**Yapılacak İşler**.
(A) Belge alıntısındaki "BDP'li vekiller, 28 Nisan tarihi itibariyle HDP'ye katılarak, parlamentoda bundan sonra HDP grubu olarak faaliyetlerine devam edecek." cümlesinin İngilizcesi nedir?
(B) Belge alıntısında "BDP'li vekiller, 28 Nisan" diye başlayan paragrafı, ana bilgileri koruyarak madde madde yazar mısın?
(C) BDP'nin HDP'ye katılımını anlatan belge alıntısını kaldığı yerden sürdürür müsün?

**Belge Alıntısı**.
----
'BDP'nin misyonu Demokratik Özerk Kürdistan'

BDP Yerel Yönetimlerden Sorumlu Eş Genel Başkan Yardımcısı Demir Çelik, BDP'nin yeni misyonunun Demokratik Özerklik projesinin Kürdistani bir perspektifle meşruiyetini büyütecek ve genişletecek bir boyut kazandıracak siyasi rotaya evrildiğini belirtti.

'BDP'nin misyonu Demokratik Özerk Kürdistan'
BDP Yerel Yönetimlerden Sorumlu Eş Genel Başkan Yardımcısı Demir Çelik, BDP'nin yeni misyonunun Demokratik Özerklik projesinin Kürdistani bir perspektifle meşruiyetini büyütecek ve genişletecek bir boyut kazandıracak siyasi rotaya evrildiğini belirtti. Çelik, BDP'nin bu misyonunu Türkiye sathında HDP ile bütünleştirerek, yoksulluktan işsizliğe, açlıktan anadilde eğitim sorununa kadar demokratikleşme soruna çözüm üretecek yeni bir sürecin inşası anlamını taşıdığını vurguladı.


BDP'li vekiller, 28 Nisan tarihi itibariyle HDP'ye katılarak, parlamentoda bundan sonra HDP grubu olarak faaliyetlerine devam edecek. Türkiye'de başta Kürt sorunu olmak üzere demokratikleşme sorunlarının çözümü noktasında stratejik bir öneme sahip HDP, 22 Haziran'da yapacağı olağanüstü kongreyle yeni bir boyut kazanarak, temel hak ve özgürlükler mücadelesine ivme kazandıracak önemli bir kilometre taşı olacak.
----
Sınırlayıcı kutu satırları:

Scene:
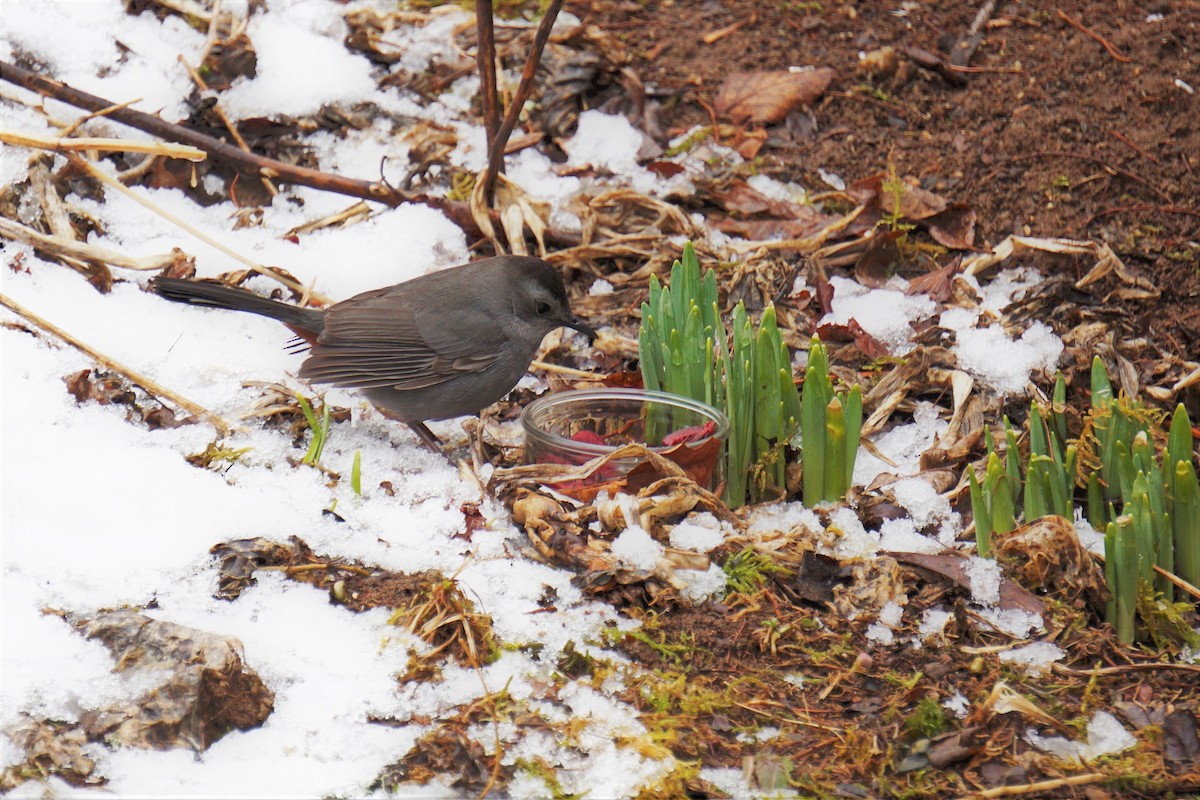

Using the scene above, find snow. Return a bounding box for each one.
[0,0,1080,796]
[563,109,659,192]
[954,323,1063,395]
[588,278,613,297]
[917,606,954,642]
[1000,642,1067,675]
[221,14,374,119]
[667,511,728,553]
[966,555,1002,606]
[854,401,949,486]
[866,601,904,646]
[817,275,937,355]
[1025,711,1138,763]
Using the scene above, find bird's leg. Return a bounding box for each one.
[406,422,445,456]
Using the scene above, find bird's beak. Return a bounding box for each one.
[563,314,596,344]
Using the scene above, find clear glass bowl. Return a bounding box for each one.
[521,389,730,489]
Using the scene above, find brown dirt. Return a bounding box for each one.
[568,0,1200,369]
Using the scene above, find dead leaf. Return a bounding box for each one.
[713,67,834,125]
[74,609,275,752]
[925,203,976,249]
[1163,709,1200,765]
[886,551,1045,615]
[816,318,888,359]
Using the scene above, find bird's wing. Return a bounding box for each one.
[300,288,504,389]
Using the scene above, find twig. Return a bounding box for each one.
[826,91,908,120]
[1109,131,1159,164]
[1002,150,1171,203]
[0,217,179,271]
[1084,204,1200,228]
[475,0,500,151]
[950,0,996,68]
[179,54,280,197]
[67,155,330,303]
[1051,662,1200,678]
[1058,8,1133,64]
[965,772,1112,799]
[196,0,225,66]
[154,0,221,23]
[529,359,605,381]
[0,61,408,209]
[0,294,229,437]
[0,131,208,161]
[29,157,94,277]
[484,0,563,205]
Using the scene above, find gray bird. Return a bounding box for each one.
[150,255,596,452]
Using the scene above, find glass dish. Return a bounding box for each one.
[521,389,730,489]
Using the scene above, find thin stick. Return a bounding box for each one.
[529,359,605,381]
[179,55,280,197]
[1003,150,1171,203]
[0,61,408,209]
[1050,662,1200,678]
[475,0,500,150]
[950,0,996,67]
[1058,8,1133,64]
[484,0,563,205]
[0,294,229,437]
[966,772,1112,798]
[196,0,225,66]
[67,155,330,305]
[0,131,208,161]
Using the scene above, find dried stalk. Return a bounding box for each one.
[68,155,330,305]
[0,131,208,161]
[0,217,180,272]
[0,294,229,437]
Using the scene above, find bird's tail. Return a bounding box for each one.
[150,277,325,339]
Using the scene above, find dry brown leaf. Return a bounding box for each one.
[713,67,834,125]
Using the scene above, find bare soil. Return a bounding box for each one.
[568,0,1200,369]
----
**Verilen Yanıtlar**.
(A) By joining the HDP as of April 28, BDP deputies will henceforth continue their activities in parliament as the HDP group.

(B)
- BDP'li vekiller 28 Nisan itibarıyla HDP'ye katılıyor ve parlamentoda bundan sonra HDP grubu olarak çalışacak.
- HDP, başta Kürt sorunu olmak üzere Türkiye'deki demokratikleşme sorunlarının çözümünde stratejik öneme sahip.
- HDP, 22 Haziran'da yapacağı olağanüstü kongreyle yeni bir boyut kazanacak.
- Bu kongre, temel hak ve özgürlükler mücadelesine ivme kazandıracak önemli bir kilometre taşı olacak.

(C)
BDP ise 8 Haziran'da yapacağı kongre ile amblemini ve ismini olduğu kadar misyonunu da farklı bir boyuta taşıyacak. Kürdistani bir parti olarak Demokratik Özerklik projesini daha güçlü bir çerçeveyle meşru biçimde hayata geçirecek. BDP'nin yeni süreçteki misyonu ve HDP'nin bu anlamda tamamlayıcı olarak kapsamını ve yürüteceği siyaseti, Cumhurbaşkanlığı seçimini, BDP'nin şu an ki Yerel Yönetimlerden Sorumlu Eş Genel Başkan Yardımcısı Demir Çelik'e sorduk.

- BDP'li vekiller HDP'ye katıldı. BDP ise önümüzdeki süreçte Kürdistan özgülünde siyaset üretecek. Bu anlamda BDP'nin bundan sonraki misyonunu nasıl ele almak gerekir?

BDP, 2010 yılı kongresinden beri aktif siyaset yürüten bir parti. Partinin bileşeni olduğu HDK, kongrenin ardından HDP, bir yıla yakındır genel siyaseti yapıyor. BDP de bu anlamda yerel ve genel siyasetin yürütücüsüydü. Paralellik arz ediyordu ikisinin siyaseti  ya da çalışma alanları. Biz de bu manada bileşenler ile çatı partisi ilişkisi söz konusu olacaksa aynı şeyleri söyleyen iki siyasal parti yerine Türkiye genelinde HDP'yi öne çıkarmak, BDP'yi daha çok Kürdi siyasal yoğunlaşmasıyla bölgede faaliyet yürüten bir partiye dönüştürülmesi kararlaşmamız vardı.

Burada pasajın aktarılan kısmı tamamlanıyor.